This is one of the most confused horror movies I have ever seen. On one hand it is a mild kid’s horror movie like Small Soldiers or Eight Legged Freaks. With a heroic kid donning a water pistol to fight back against the baddies. On the other hand it is a violent and adult horror featuring barbaric acts of brutality and body horror that no kid should ever really watch. Throw in some Police Academy style comedy and you are somewhere close to what Sting is all about. It is a mess and the movie suffers massively for it. It’s like Guillermo Del Toro does Batteries Not Included.
Very few adults are going to relate to, or enjoy, the character of Charlotte. Most are going to find her bratty, needy and a bit obnoxious. Step dad Ethan is useless and mopey and everyone else in the film is a basic horror caricature or, worse still, an offensive stereotype. Barely any of the characters are likable and the plot is legitimately infantile. I’d say it might be for mid-teen kids but even they will probably find a lot of the drama elements cringe. Don’t even get me started on the movie’s bile inducing ending.
The violence is not gory enough for proper horror fans but far too gory for kids who may enjoy the childhood whimsy of Charlotte’s adventures. And the comedy will likely appeal to nobody because it is just so awful. When you throw in the cancer diagnosis levels of serious family drama that goes to some pretty dark places. It is hard not to come out of this movie feeling a little dazed and confused. It is consistently inconsistent and has no clue what it wants to be or who it wants to appeal to.
On The Plus Side
There are a few positives, however. The movie is just so simple that it is likely to appeal to non-horror fans who just want some basic scares. You can’t go too far wrong with a creepy spider jumping out from nowhere and webbing up unsuspecting victims. Some absolute sadists may enjoy the comedy and their may be a few adults out there who never got over their own daddy issues that may enjoy Charlotte’s specific complexities.

Natural-language descriptions of regions
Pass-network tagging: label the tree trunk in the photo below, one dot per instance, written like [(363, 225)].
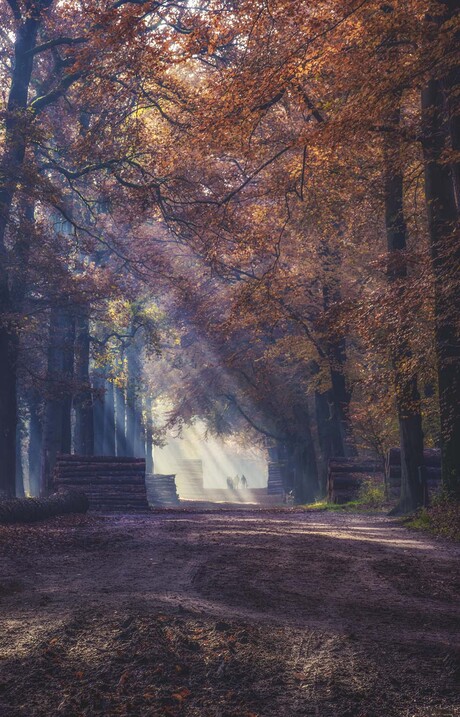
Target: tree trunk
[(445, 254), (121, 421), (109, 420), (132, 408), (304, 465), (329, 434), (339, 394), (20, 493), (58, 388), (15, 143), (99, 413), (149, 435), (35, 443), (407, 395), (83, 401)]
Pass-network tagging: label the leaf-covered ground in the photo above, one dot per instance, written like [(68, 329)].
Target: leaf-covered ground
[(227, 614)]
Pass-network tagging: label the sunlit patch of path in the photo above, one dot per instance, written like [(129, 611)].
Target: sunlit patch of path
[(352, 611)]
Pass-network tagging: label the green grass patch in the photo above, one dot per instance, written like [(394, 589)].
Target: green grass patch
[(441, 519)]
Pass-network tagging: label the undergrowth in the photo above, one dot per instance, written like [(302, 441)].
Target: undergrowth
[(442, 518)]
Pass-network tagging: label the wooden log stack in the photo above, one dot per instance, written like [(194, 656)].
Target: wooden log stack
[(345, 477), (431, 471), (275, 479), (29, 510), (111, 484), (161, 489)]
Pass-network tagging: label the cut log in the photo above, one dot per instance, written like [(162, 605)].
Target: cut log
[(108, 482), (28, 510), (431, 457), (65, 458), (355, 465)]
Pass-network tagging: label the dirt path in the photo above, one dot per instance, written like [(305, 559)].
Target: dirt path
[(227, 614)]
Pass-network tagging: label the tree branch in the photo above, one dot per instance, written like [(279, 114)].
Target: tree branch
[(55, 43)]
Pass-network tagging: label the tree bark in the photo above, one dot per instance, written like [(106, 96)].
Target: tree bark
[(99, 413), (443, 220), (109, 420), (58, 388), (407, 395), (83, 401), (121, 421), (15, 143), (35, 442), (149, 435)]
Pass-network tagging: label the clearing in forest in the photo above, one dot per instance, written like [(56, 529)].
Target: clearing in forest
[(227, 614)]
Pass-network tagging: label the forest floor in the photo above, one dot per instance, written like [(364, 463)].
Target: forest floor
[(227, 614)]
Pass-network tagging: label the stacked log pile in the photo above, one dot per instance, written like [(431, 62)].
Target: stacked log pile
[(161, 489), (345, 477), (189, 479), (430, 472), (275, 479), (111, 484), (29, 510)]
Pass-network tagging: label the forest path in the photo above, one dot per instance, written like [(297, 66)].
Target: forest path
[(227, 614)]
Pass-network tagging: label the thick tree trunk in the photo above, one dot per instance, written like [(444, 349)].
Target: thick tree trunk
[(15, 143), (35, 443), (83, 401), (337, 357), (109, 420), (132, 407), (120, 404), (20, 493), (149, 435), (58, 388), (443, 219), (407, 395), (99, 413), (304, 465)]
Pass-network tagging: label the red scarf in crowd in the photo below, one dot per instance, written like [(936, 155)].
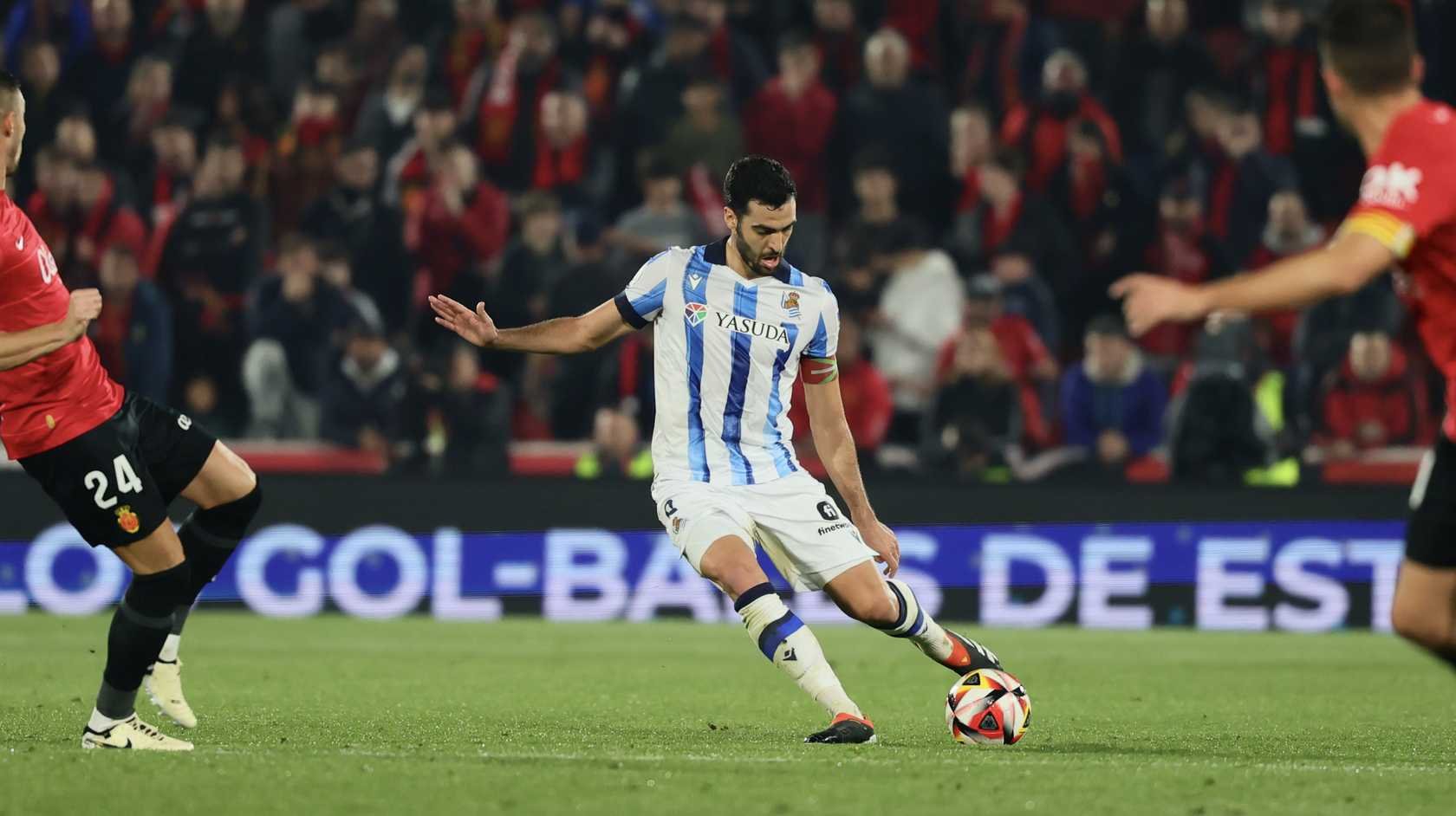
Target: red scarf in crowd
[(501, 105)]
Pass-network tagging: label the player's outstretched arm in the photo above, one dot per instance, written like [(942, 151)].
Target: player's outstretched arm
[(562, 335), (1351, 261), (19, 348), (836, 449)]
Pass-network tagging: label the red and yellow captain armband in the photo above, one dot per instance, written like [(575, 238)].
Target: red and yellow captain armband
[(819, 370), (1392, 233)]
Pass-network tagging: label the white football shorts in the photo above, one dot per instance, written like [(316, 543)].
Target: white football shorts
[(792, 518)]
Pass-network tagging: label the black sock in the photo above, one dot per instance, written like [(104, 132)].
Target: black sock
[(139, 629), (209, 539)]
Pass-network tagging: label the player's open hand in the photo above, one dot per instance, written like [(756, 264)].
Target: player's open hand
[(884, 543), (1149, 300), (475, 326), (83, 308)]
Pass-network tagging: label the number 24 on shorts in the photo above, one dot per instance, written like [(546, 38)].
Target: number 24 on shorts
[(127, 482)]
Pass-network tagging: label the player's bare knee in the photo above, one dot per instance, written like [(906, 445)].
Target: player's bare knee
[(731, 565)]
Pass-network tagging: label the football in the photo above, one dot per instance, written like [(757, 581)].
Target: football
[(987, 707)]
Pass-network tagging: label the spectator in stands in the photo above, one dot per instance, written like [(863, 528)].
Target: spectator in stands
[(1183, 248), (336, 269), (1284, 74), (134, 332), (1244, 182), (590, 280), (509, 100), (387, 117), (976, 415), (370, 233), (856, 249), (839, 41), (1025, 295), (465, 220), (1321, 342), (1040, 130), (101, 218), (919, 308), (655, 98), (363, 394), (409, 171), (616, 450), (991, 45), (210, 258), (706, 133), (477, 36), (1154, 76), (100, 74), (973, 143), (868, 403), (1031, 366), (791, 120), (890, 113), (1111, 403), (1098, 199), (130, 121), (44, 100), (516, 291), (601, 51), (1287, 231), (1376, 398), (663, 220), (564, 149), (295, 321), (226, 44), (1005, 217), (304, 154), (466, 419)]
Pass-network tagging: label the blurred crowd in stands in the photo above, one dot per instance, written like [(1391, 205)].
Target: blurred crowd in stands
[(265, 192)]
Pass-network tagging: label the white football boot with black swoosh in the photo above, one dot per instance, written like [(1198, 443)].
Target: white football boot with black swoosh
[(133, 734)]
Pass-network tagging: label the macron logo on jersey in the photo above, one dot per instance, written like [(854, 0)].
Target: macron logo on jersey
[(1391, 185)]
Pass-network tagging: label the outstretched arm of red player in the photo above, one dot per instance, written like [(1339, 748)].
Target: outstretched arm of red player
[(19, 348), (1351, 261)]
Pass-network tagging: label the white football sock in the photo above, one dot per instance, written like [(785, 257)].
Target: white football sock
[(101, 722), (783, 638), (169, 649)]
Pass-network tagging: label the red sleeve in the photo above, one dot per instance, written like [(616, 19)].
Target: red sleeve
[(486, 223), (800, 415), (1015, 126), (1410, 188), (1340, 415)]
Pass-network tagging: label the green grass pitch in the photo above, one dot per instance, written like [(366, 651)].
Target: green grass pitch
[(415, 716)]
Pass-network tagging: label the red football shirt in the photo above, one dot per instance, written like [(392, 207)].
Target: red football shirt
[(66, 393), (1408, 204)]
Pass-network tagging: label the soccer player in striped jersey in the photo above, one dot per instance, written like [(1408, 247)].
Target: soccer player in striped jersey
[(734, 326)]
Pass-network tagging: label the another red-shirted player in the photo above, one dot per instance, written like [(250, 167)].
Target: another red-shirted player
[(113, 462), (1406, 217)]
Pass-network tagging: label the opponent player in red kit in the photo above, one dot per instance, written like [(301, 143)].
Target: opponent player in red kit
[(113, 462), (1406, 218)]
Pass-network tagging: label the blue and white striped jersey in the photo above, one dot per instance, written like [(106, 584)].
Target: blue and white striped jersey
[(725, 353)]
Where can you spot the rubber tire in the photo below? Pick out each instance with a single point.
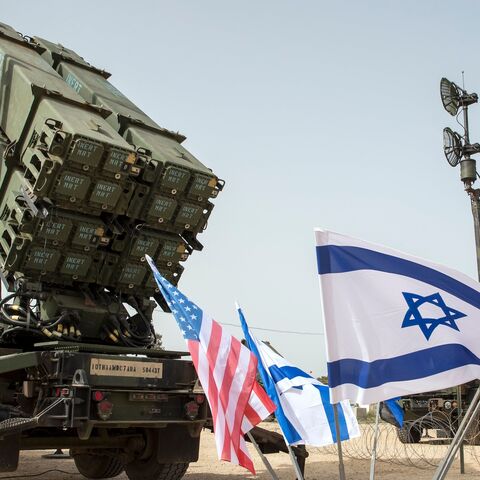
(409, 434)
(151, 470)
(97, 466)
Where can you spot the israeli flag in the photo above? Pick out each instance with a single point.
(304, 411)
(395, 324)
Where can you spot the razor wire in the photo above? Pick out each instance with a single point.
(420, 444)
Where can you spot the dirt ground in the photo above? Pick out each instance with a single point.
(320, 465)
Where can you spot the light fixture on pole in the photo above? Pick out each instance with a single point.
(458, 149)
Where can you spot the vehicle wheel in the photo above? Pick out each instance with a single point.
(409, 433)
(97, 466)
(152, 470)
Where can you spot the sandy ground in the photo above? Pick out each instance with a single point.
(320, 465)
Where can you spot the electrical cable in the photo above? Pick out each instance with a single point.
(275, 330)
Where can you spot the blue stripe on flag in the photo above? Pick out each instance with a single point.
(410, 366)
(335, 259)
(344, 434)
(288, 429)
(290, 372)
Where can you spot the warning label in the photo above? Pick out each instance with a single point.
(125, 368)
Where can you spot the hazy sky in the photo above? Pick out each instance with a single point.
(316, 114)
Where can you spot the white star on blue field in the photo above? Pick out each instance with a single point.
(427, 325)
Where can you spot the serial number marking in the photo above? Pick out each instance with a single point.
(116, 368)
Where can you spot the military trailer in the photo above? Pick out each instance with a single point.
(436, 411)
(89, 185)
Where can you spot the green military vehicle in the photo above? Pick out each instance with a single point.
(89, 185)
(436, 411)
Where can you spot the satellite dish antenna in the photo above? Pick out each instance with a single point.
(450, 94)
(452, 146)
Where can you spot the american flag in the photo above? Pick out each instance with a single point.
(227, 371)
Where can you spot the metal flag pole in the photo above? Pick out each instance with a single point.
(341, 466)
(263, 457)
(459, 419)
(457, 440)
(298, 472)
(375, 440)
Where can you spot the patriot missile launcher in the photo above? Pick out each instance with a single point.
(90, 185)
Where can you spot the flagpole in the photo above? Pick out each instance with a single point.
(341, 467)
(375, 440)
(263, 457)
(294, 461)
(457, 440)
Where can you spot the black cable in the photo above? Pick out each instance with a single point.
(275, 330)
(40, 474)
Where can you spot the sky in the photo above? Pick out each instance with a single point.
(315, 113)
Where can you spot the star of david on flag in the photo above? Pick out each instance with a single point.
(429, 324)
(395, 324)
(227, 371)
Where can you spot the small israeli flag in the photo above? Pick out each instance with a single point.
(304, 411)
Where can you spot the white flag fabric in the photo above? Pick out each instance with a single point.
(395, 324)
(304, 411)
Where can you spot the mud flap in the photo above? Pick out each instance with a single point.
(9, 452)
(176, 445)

Task details
Pick up the review of the horror movie Sting after its last sentence and write the next part.

Answer box
Some of the creature design is pretty decent. Sting is, clearly, based on a black widow spider and looks fantastic. Some of the scenes focusing on the creepy design are sure to send shivers up the spines of people who hate spiders. Guaranteeing that they are freaking out at every little tickle on their arms for the next week or two. The movie feels very high budget and there is that distinctive Hollywood sheen coating on every surface. Some of the shots were quite creative, here and there, as well and the CGI used isn’t too distracting.
Alyla Browne has a promising career ahead of her. She is a very confident young actor and works with facial expressions a lot better than most actors her age. I also really enjoyed Jermaine Fowler as exterminator Frank. Relic’s Robyn Nevin is clearly having a great time chewing the scenery as Helga which I liked and most of the cast does just fine.
Should You Watch Sting?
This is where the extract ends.